— Start of RECORDS FOR THIS EXERCISE —
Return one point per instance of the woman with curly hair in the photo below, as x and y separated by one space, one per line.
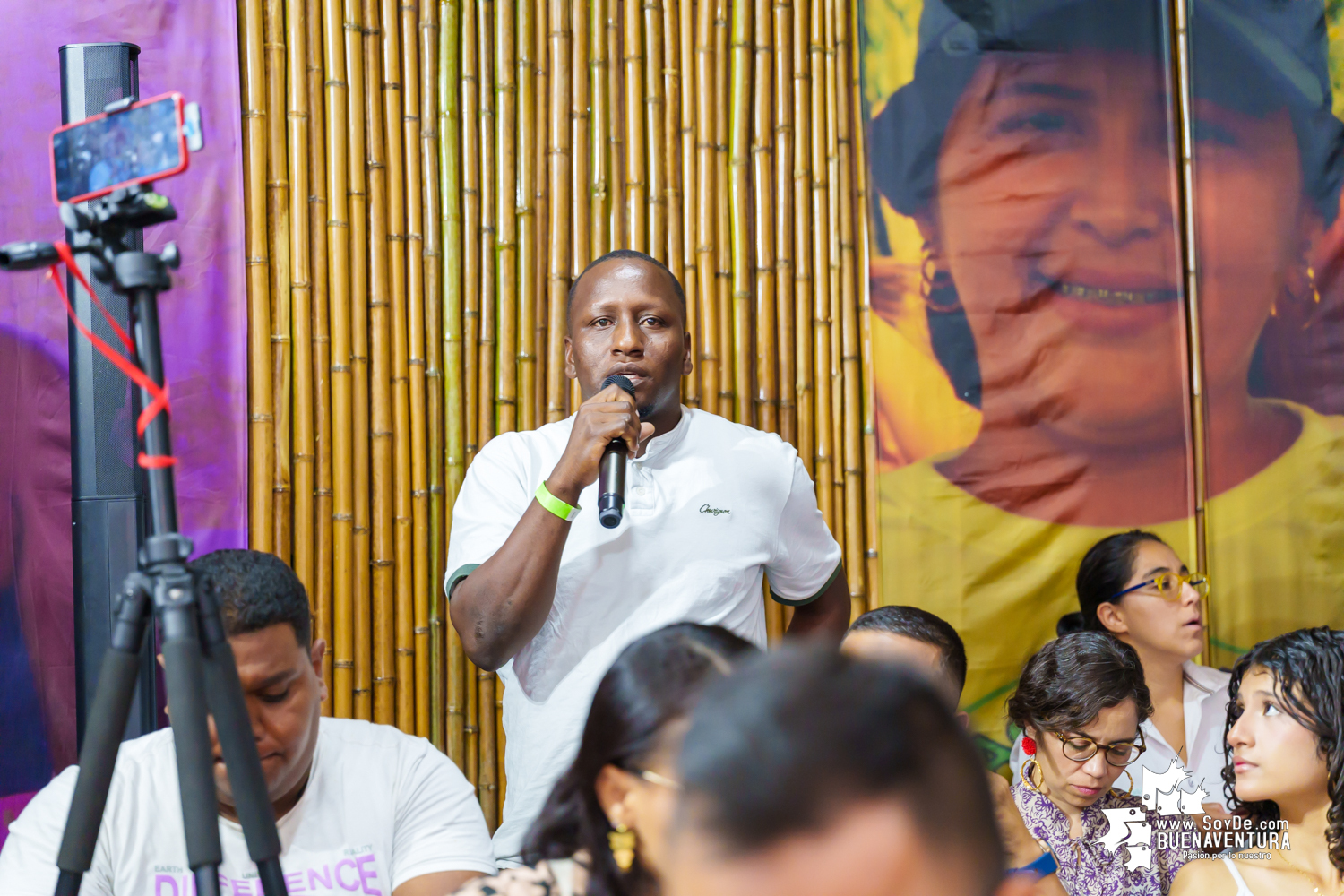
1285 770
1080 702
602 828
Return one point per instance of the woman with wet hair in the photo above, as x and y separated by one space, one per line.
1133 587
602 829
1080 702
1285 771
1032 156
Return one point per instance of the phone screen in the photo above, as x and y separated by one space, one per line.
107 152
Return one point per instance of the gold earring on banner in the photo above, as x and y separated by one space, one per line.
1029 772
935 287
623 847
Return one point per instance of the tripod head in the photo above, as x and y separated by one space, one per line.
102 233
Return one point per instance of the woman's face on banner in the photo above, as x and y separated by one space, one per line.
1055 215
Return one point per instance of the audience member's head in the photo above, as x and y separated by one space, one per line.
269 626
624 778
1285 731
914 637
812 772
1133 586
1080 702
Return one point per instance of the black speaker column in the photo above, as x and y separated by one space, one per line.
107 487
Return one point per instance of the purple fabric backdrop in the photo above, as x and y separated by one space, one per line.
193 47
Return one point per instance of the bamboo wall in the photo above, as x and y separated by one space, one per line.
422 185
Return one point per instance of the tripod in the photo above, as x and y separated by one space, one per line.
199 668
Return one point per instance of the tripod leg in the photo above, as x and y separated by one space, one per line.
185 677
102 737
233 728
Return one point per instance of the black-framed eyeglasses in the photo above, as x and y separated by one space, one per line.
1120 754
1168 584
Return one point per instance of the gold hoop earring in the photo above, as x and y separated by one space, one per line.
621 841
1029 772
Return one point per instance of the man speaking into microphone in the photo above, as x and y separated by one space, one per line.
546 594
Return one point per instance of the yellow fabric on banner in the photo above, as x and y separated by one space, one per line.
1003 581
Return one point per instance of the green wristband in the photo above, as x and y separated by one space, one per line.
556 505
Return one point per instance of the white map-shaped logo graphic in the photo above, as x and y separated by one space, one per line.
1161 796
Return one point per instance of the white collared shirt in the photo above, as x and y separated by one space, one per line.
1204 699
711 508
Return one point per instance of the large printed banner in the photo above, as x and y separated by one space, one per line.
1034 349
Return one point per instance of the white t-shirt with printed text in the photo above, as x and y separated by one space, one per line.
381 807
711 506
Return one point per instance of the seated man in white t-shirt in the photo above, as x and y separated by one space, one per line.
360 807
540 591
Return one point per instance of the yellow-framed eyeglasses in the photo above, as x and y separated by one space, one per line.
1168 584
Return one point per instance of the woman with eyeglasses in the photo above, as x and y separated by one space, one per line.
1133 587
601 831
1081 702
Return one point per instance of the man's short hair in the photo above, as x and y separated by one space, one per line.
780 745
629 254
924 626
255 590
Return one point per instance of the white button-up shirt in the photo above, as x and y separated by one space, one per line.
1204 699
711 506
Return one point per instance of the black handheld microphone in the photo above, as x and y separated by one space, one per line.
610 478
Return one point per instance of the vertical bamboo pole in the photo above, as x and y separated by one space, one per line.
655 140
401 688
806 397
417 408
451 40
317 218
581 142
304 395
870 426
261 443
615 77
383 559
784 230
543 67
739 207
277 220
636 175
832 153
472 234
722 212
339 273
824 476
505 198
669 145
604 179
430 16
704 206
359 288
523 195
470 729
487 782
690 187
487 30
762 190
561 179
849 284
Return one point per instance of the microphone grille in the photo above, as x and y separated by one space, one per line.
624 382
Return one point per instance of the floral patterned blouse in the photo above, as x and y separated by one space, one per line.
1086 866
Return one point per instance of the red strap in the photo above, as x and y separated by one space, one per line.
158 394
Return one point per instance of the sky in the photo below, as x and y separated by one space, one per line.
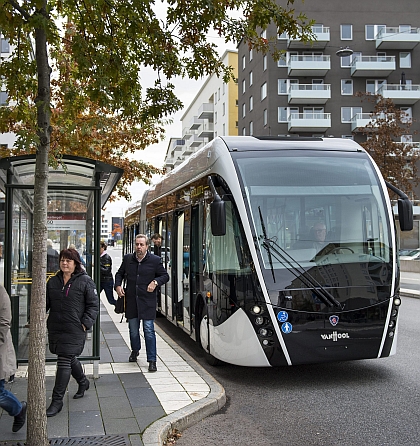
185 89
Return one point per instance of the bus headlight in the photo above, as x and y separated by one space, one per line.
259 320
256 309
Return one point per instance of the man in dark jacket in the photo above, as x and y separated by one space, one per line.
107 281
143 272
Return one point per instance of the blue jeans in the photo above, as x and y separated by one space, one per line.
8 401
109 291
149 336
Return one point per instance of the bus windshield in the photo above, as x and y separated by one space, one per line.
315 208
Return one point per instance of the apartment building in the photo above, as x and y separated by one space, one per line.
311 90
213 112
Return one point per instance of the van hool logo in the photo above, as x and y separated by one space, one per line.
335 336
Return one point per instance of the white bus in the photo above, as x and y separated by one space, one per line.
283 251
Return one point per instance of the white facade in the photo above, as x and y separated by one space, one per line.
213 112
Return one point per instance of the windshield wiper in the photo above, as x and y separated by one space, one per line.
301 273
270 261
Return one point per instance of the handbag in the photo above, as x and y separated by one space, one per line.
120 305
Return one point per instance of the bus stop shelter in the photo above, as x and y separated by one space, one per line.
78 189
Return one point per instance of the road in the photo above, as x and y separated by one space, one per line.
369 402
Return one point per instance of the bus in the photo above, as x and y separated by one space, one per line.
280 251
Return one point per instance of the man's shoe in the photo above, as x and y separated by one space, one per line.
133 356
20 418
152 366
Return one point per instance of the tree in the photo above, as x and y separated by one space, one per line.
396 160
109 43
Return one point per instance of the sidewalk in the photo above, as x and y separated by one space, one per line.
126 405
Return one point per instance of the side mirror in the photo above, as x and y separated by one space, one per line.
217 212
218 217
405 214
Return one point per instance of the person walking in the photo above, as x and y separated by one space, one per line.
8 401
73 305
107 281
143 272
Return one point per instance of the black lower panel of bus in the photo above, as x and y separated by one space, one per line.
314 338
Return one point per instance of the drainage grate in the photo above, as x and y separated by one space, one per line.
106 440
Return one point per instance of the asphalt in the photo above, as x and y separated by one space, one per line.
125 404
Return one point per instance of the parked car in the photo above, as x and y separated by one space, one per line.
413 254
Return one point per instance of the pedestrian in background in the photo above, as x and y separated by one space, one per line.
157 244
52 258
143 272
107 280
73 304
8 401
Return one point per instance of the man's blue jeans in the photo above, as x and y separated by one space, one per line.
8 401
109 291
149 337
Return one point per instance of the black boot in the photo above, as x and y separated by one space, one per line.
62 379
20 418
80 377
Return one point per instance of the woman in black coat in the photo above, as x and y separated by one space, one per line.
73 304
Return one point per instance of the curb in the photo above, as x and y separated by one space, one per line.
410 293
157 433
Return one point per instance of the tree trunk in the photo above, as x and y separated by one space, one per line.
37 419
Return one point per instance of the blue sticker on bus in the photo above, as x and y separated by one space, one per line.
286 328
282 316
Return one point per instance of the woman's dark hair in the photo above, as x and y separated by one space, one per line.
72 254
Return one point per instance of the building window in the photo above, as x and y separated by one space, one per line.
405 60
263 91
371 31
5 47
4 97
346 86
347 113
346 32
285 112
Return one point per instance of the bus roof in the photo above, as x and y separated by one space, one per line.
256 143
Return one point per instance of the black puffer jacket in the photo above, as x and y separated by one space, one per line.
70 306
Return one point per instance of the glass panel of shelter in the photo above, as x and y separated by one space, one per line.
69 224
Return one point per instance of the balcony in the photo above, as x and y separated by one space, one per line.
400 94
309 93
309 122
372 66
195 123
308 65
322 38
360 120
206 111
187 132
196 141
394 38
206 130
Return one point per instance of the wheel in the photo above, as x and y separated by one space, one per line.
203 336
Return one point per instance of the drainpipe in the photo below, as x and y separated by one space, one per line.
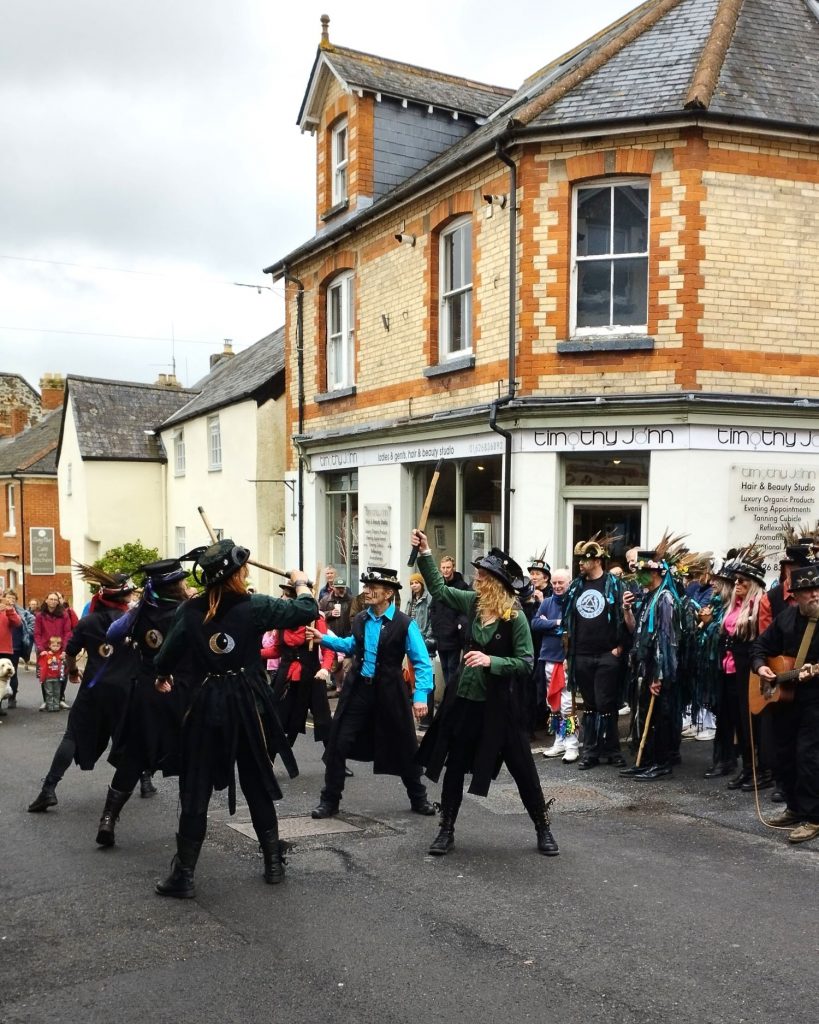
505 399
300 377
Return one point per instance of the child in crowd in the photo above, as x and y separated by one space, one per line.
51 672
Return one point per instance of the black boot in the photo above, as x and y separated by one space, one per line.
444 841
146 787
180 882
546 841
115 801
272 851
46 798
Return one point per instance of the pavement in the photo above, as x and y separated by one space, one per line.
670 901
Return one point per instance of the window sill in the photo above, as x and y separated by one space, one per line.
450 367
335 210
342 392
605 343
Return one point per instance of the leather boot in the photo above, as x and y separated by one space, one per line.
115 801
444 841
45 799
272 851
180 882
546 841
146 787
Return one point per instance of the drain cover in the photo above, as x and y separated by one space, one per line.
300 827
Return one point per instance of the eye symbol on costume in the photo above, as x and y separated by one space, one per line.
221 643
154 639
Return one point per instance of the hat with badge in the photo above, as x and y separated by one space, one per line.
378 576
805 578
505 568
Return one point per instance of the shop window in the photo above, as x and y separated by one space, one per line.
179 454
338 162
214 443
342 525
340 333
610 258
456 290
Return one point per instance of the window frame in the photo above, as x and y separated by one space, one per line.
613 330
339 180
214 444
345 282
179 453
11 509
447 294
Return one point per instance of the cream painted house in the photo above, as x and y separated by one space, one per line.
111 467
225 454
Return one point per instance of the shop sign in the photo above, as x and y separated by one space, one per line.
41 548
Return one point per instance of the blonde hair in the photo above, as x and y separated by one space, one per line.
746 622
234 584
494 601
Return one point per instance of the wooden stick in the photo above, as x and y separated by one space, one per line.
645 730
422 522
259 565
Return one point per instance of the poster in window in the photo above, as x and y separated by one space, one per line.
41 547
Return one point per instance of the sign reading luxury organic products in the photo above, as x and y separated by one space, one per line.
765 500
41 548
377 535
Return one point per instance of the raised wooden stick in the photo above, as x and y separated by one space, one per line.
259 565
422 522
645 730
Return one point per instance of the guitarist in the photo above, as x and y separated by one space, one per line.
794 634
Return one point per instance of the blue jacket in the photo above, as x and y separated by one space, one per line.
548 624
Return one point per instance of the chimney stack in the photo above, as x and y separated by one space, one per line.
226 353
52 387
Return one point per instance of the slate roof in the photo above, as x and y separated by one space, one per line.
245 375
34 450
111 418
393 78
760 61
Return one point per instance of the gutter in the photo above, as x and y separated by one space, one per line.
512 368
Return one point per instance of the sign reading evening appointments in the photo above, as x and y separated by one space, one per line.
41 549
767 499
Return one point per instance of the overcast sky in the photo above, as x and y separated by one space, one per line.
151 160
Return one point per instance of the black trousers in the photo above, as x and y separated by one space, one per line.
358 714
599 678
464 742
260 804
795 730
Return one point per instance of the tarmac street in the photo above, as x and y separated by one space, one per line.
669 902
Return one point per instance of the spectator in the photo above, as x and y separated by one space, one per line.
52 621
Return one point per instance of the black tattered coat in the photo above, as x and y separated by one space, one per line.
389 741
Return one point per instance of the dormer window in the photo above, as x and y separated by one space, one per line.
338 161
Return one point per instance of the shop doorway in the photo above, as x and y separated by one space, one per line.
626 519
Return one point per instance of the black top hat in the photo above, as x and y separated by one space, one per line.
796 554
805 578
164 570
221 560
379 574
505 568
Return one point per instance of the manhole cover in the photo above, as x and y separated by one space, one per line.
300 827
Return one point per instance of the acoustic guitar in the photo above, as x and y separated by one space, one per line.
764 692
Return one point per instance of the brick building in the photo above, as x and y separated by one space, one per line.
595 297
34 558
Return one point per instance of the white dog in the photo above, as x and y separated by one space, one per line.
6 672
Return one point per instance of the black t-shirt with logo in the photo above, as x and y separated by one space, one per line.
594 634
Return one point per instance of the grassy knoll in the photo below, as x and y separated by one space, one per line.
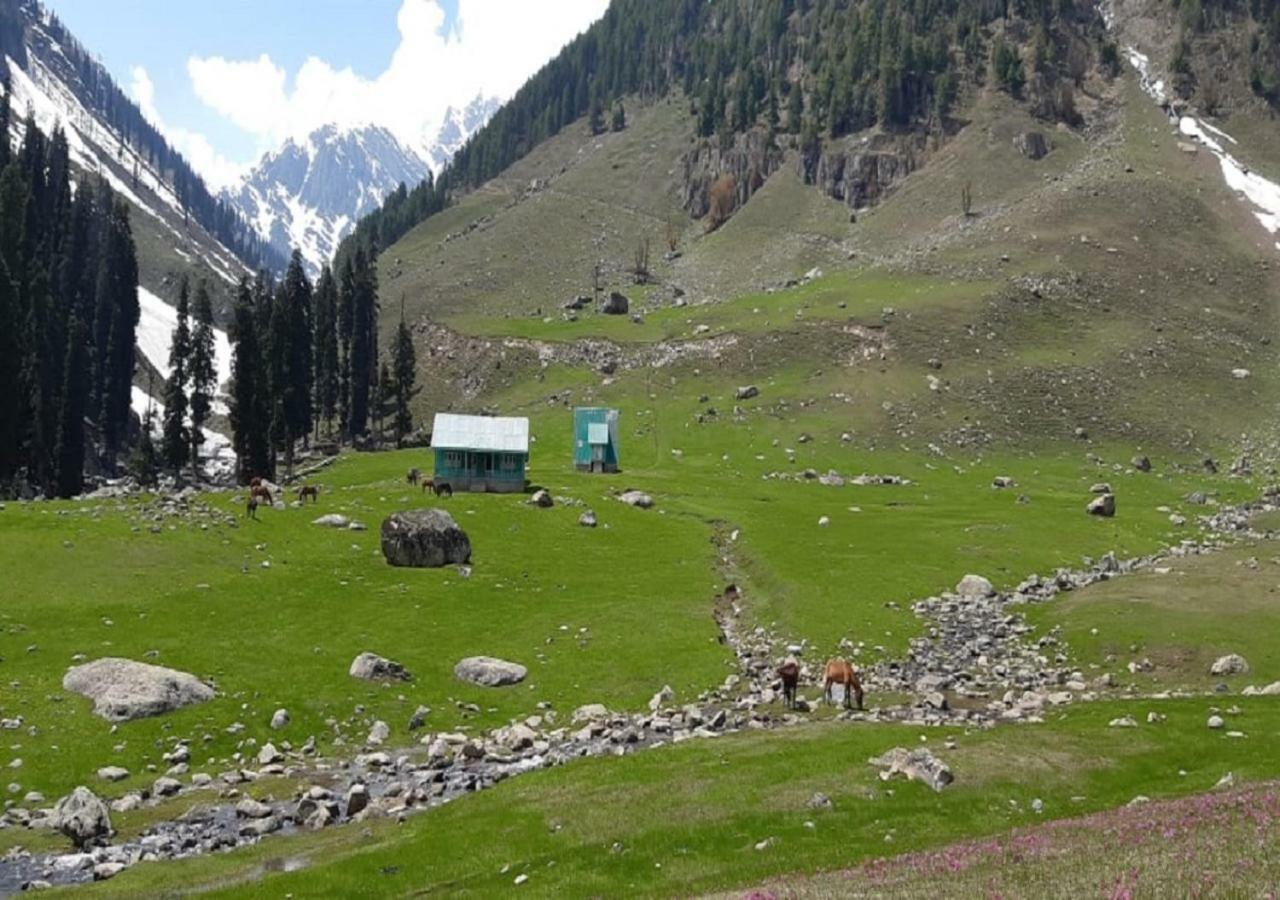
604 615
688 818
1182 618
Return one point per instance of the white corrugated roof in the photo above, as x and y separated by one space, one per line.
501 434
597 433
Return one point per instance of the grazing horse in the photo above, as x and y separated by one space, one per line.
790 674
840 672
— End of RECORDS FOR THIS EXERCISE —
- [GIVEN REQUEST]: Retype only the lines above from the one with "Return one point per instance of the sign reading evening" through the last, both ends included, keeping every picture out of the copy.

- [EXERCISE ANSWER]:
Return one point per instance of the sign reading evening appointments in the photo above, as x and y separated by one space, one per line.
41 549
767 499
Return one point per instance of the overcast sky in the photo above, as x and y separated by one space, one per line.
151 160
Return one point per instance of the black trousers in the photo above, as x and y separated by one space, one per line.
358 714
599 678
464 742
260 804
795 730
Return one point per instance of the tarmac street in the photo above, as x and y separated by one space, one per line.
669 902
Return one point per instance of the spectator in the photo above, as x and y separated by one space, one per line.
52 621
Return one point per instance of the black tattered coat in the photo above, as x and y separated by one space, one per line.
389 741
Return one point per instance of the dormer window in the photo above, as x and y separated by one space, one per line.
338 161
Return one point per instance of the shop doorway in the photo above, as x and y separated by one space, one per line.
626 519
Return one point per instance of the black top hat in the photo above, as x and y separated by one space, one per line.
796 554
805 578
164 570
221 560
379 574
505 568
Return one point per instance of the manhole cover in the photo above, as x and y separated by one space, one per line.
300 827
Return one point per instance of the acoustic guitar in the photo above, as x and y separated by one space, one per line.
764 692
Return one point per instance of the brick building in the photo above, as x and y separated by one space, one per line.
595 297
34 558
Return one point per instance of the white dog in the photo above, as x and y separated by one space, one per line.
6 672
Return one point per instance of the black t-shirt with logo in the photo above, as x and y separated by one space, one per line.
594 634
Return one point per instance of the grassy knoll in the photo below, as x and y separated by one space, one per line.
604 615
688 818
1182 618
Return one point per instance of the white corrugated roof in the photo above, as x and y separated by one space, one per line.
501 434
597 433
Return one point per instance of the grazing horse in the photo above, as x and y separated by one space, one per line.
790 674
840 672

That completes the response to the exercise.